**Material**.
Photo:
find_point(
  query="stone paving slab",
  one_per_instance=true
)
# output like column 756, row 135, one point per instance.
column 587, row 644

---

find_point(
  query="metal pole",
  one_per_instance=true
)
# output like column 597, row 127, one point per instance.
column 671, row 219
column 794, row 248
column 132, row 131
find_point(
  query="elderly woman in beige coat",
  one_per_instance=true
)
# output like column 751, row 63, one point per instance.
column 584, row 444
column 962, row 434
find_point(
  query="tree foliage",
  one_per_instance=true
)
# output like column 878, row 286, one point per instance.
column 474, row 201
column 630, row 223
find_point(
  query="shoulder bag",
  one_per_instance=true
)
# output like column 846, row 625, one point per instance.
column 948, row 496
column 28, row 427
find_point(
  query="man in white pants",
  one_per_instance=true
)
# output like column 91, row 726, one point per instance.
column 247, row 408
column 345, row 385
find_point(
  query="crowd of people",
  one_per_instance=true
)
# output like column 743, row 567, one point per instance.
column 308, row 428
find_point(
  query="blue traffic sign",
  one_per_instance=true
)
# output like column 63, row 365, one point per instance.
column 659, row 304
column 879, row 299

--

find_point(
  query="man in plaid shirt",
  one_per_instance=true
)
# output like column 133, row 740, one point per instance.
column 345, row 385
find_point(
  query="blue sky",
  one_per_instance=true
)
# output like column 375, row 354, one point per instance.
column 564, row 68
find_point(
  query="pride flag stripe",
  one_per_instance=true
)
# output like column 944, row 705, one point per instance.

**Goal**.
Collect every line in the records above that contains the string "query".

**Response below**.
  query="stone paving slab",
  query="metal pole",
  query="elderly woman in beige coat",
  query="tree foliage",
  query="shoulder bag",
  query="man in white pants",
  query="crowd of people",
  query="blue traffic sign",
  query="man in plaid shirt",
  query="blue sky",
  query="pride flag stripe",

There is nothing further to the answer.